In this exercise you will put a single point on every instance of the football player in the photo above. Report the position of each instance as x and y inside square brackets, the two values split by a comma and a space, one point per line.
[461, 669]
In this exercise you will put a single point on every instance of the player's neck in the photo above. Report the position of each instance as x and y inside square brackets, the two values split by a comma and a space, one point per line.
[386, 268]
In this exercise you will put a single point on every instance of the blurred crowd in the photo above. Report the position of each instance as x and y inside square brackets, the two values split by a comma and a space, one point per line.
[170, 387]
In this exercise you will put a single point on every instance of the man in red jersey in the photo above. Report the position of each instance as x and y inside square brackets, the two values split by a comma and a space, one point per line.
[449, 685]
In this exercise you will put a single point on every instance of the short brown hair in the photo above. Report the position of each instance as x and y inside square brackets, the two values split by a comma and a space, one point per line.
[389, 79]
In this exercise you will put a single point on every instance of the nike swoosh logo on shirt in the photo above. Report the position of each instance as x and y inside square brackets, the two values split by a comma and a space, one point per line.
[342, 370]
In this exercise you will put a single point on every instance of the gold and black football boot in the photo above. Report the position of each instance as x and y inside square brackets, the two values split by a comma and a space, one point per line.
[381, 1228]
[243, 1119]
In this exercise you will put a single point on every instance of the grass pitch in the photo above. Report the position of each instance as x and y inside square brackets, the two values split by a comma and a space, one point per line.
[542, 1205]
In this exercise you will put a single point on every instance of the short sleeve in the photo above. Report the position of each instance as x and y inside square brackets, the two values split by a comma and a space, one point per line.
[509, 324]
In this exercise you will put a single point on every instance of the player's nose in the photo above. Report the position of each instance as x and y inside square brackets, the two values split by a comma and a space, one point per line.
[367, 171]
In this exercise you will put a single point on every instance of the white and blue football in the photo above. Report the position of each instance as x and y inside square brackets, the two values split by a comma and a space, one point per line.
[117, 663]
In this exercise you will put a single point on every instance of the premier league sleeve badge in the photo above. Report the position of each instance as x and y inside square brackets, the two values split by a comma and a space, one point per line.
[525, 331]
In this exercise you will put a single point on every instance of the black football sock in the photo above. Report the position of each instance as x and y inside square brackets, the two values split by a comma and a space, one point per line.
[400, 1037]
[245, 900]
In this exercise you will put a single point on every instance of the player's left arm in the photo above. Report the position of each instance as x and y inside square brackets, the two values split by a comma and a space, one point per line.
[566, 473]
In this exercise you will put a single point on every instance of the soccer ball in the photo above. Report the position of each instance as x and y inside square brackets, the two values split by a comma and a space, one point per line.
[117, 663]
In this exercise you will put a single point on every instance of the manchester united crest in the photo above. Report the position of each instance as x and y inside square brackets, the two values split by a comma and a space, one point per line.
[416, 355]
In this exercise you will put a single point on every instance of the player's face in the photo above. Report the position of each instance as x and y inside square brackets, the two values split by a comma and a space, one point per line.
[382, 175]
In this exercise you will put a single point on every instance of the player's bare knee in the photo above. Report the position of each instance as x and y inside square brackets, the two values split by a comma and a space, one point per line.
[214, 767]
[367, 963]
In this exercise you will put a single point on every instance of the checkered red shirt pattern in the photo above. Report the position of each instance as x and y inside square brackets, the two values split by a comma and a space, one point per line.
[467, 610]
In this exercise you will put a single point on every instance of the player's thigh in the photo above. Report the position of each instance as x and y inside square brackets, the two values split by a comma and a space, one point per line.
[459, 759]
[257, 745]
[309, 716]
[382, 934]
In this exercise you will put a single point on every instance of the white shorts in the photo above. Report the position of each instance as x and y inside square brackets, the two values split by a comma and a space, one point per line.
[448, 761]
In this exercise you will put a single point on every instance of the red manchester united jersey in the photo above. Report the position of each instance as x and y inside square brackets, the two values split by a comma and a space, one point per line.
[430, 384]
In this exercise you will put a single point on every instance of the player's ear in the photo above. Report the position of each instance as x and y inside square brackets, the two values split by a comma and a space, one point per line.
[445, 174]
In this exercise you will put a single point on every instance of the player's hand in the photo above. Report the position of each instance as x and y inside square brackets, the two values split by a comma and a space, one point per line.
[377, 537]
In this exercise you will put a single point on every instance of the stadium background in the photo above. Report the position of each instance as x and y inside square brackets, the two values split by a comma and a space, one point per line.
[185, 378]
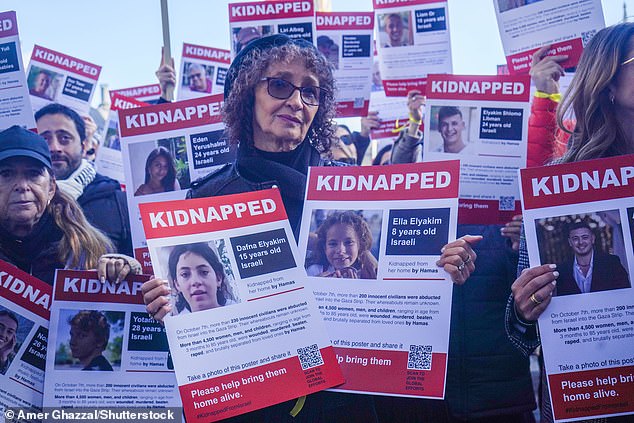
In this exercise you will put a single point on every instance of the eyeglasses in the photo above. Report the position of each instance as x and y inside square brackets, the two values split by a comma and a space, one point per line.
[630, 60]
[281, 89]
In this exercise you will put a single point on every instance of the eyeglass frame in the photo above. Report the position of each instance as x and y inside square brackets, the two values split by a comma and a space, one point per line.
[322, 91]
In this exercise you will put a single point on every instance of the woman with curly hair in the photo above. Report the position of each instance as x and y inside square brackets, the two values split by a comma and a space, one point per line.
[343, 248]
[278, 109]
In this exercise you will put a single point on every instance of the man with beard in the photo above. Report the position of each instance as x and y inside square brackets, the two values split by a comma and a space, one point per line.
[100, 197]
[588, 270]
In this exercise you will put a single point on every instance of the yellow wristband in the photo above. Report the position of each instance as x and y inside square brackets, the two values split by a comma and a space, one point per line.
[556, 97]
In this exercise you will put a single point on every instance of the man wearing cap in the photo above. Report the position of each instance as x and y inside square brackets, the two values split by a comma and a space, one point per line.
[100, 197]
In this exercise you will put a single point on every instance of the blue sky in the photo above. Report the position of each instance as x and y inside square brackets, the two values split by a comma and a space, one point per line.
[125, 37]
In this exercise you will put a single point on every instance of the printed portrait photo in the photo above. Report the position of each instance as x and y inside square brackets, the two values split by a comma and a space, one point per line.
[329, 48]
[344, 244]
[89, 340]
[588, 249]
[451, 129]
[198, 77]
[395, 29]
[243, 35]
[43, 83]
[199, 275]
[165, 166]
[13, 330]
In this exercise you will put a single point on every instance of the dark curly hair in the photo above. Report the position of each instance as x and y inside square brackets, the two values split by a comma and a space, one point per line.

==========

**Aim of the task**
Copy the entries precisely, images excluded.

**Task answer**
In this exercise you will put a single point on every instance of the football player in the photo above. Report the position of each instance as x and y inside square brackets, the two values split by a comma and a space, one point per line.
[461, 669]
In this exercise you will put a single point on every instance of the player's neck in the photo above. Report the position of each instance as x and y inside square brackets, the two values split by a comma and a space, one point per line.
[386, 268]
In this exercise you will put a single point on every instance of the blurred crowd in the photo above. Report the position of each instance as x and y inside square brackets, the two values split by a comma and a space, one point per line.
[170, 387]
In this exercise you will put a single point on every instance of the man in red jersey in the photo above. Report the position of each instance as x and y inside square brackets, the two values split by a comma and a space, one point per line.
[449, 685]
In this exercise you will put a single point on every instance of the short brown hair in the photo above. Report the position of each instance as x and y inside square brackets, the two values split by a comma and a space, one point per line.
[389, 79]
In this exercise you will put a single point on every instance of the nike swoosh logo on shirt in the photo above. Report the position of each instance as x and y inside square brackets, the two values split by a comma and a space, one point per line.
[342, 370]
In this exercise you will put a single point on every instance of the gold and black football boot in the photo above. Report the position of each instance as x and y inside square brackets, the two values split by a comma and a space, one point per line.
[381, 1228]
[243, 1119]
In this exercise you will put a single point on every instance of the grass pitch in the photo above. Report the position of each instance as x and y inside square brackets, the two values split by a comma and a space, one point per line.
[542, 1205]
In this exercise you will put a single point on every instance of the short sleeve in the photo above. Report the position of each instance as x and y inside square brackets, the two values split by a comma and a space, one point per line.
[509, 324]
In this exercise you will put a single point on every instance of the player's nose in the photo above. Report the position of each instance as x and y inside square brackets, the two values split by a comma and a space, one point per line.
[367, 171]
In this exercise you will put a single point on every instance of the white and blue football in the photo above. Report the position of each instance as x and y inside square brackets, the two values split by a comma and a space, one point per line.
[117, 663]
In this exercise you will put a single point on every instance of the premier league sleeve badge in the photo above. Report the position of each instance as x and y inside square brackets, the two values split by a comma and a space, one point per line.
[525, 331]
In this exercise you will put a single point on every instance of the black football sock in the photo above. Report the position of each instance as x and y inside square brackets, the two values split by a comma and a space, one point per line.
[400, 1037]
[245, 900]
In this exercise you will put a single point on every instance of the player's left arm in the photo above. Report the position of each instance as x and y inside square brackets, the two values split by a comma and a space, one point per line.
[566, 473]
In this exercise you will put a single point on every instance of the soccer ball in the photo above. Report the position of each instance as x and y inside square brackets, the two values split by a comma and a space, one point per line.
[117, 663]
In this exercise you will put a single point on every instance of the manchester united crest in the photo above. Report the position of each instance as x and y inside square brackets, the two values split by a comma and a space, one point per line.
[416, 355]
In this exercise you will put a single point on every instance of the player's face in the photo above. Report the position of each instance as x and y inside square brackets, the two values split by a comma and a space, one point per line.
[382, 175]
In this exercise you will put a single point on every instance of the player's bare knee in the photo above. Report the position of each instance as x and y inside square brackets, the two values split by a comma and a space, one point per line.
[214, 767]
[367, 963]
In this exercise you will put a single point on every instance of the checkered red shirt pattern in the photo above. Report the position of each instance as x and y inside square brackets, the two values split by a comma and a space, one point per line.
[467, 610]
In this exercise you will put a single point on every instance of the player's thigh in the photo above. Report the position of each instance as x and y inside square brackets, the two values split by a comma and a space, one point per line.
[459, 759]
[257, 745]
[309, 716]
[382, 934]
In this exercise you will put a single point on every instance of the white shorts in the photo above. Report the position of each instance as x and y inside square brackets, the two values split by a comma and a space, one point per line.
[448, 761]
In this exercise you will put a single point on every instance of the red manchester united jersey in the photo above. Report the position of each instance as x and y inside square brackets, the two values split by a comma and a space, one point per line.
[430, 384]
In this exercise you will put a single point on every instance of the player's ear in the photo above. Report the position of each instance as x and y inside square brackets, the two values split by a comma and a space, one point per line.
[445, 174]
In this exercise you will put a single point on every instance of the player's hand in the photo above. Report the position of each instance as x and y inside square brackets, the two values split by a comma and a space, one point per line.
[377, 537]
In this exercise you will put a single point on every instance of the stadium background in the photo above. Report the position of each instance as x and y inside square brackets, the two values split by a comma and a space, one point per line.
[185, 378]
In this exercise you will put a single point on every instance of the eyeglasses in the photo above. Report the position of each instance as x and y inside square brackets, the two values split by a comma and a space, one point per line.
[630, 60]
[281, 89]
In this exercise you will put a single point on every instance of the eyeglass frame in the photo above. Report the position of each instance as x and y inside square brackets, the two values split by a comma and a space, one point per line.
[322, 91]
In this exercise you will put a single point on every instance of the woman with curly hair in the photo above. Report the position of each instance as x and y inside square brackets, the two values split by a comma and a space, one point per line.
[343, 248]
[278, 109]
In this exercise you will put a single point on every instance of the man with beard in the photo above. Report the position of each instance as x and y inside square brackets, the two values split by a comma and a space, one point per line.
[100, 197]
[588, 270]
In this exercise you will put a single point on every instance of the yellow wristband in the photo above. Report the position of each instance as x and y inside square brackets, the two values split by a comma and a space, one point per line.
[556, 97]
In this exercise you will put a single point on every instance of the man wearing cap in the photo above. Report the position of each instance as x and y inside square brackets, the two values split by a comma and a space, one point per line.
[100, 197]
In this exercise you will put a single point on every instance of the blue sky in the photo above. Report the position of each instance as x and y inside square brackets, the two values split by a comma and a space, one point per line.
[125, 37]
In this exercise you will put a single point on every instance of the printed portrait photo in the photo above. Report the position of each instance as x and y inside square brackets, the two values split by a comma and a space, one point per line.
[329, 48]
[344, 244]
[89, 340]
[588, 249]
[451, 129]
[198, 77]
[395, 29]
[243, 35]
[43, 83]
[199, 275]
[165, 166]
[13, 330]
In this exercise you will put a single point on every instance of the dark curly hair in the photo above. Report the position of each instance as x and y inside square brackets, the two values split by a comma and a space, one point per line.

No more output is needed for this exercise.